## Start Supplied records

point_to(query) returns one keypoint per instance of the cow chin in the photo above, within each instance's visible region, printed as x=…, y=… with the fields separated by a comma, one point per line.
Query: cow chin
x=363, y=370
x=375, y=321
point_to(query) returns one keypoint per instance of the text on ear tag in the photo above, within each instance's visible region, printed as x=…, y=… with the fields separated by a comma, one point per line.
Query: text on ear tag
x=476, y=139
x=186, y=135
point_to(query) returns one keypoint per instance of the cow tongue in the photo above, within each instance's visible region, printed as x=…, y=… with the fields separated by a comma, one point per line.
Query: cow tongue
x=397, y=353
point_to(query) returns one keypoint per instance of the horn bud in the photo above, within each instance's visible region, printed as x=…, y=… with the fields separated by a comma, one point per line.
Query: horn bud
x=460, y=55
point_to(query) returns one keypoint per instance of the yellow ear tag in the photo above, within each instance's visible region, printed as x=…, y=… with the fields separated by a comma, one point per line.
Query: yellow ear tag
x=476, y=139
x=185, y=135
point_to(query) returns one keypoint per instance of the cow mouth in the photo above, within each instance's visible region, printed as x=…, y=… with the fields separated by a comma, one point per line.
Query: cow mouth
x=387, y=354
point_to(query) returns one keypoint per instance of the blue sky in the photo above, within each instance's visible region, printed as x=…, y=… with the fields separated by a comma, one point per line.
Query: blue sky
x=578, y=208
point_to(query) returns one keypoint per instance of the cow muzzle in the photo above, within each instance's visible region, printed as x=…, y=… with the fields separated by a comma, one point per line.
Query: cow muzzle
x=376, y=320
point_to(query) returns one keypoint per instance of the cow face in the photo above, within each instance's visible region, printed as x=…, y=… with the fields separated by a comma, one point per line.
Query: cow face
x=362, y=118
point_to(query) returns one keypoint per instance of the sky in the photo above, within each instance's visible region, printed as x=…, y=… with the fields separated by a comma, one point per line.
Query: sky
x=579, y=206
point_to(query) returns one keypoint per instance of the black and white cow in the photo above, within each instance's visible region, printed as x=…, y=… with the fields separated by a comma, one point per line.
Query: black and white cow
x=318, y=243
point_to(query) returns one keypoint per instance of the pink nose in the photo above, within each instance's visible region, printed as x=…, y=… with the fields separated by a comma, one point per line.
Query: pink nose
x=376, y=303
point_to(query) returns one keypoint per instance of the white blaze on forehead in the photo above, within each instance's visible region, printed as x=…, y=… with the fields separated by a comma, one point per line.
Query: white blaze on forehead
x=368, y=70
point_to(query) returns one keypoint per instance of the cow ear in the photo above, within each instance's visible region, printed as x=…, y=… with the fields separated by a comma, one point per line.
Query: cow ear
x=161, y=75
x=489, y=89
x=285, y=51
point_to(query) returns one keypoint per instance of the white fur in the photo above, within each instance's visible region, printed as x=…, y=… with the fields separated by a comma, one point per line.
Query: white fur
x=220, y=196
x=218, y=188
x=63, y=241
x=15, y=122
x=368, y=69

## End Supplied records
## Start Supplied records

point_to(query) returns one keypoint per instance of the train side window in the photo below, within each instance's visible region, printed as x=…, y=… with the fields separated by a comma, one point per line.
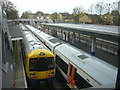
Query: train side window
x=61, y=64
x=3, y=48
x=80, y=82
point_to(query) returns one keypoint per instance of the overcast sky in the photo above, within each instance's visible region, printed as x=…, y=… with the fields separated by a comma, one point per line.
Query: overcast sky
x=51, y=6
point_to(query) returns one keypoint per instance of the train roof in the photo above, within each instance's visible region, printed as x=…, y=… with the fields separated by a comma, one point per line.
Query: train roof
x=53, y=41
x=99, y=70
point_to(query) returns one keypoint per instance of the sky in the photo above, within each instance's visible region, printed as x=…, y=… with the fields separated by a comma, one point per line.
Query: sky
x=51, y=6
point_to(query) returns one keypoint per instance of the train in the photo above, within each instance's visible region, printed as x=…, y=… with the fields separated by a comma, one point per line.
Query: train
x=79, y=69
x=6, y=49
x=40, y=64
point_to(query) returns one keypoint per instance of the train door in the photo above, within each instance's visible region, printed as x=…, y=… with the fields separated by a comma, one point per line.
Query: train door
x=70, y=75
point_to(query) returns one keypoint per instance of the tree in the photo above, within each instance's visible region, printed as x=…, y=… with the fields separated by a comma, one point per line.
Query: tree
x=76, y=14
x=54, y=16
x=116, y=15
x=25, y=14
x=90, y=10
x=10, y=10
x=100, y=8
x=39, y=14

## End Supplied records

> **What is being asked**
Rewrite the material starting at the line containing "the white blaze" and ending at the line containing "x=285, y=51", swapping "forehead" for "brow" and changing nothing else. Output only those lines.

> **Answer to the task**
point_to(query) returns one keypoint per instance of the white blaze on brow in the photo above, within each instance's visible region, printed as x=…, y=… with the fields separated by a comma, one point per line.
Query: white blaze on brow
x=368, y=70
point_to(query) returns one keypoint per instance of the cow ear in the photo above, within each instance's visible region, printed as x=…, y=… with the fields separated by a comma, one point per line.
Query: cow ear
x=161, y=75
x=489, y=89
x=285, y=51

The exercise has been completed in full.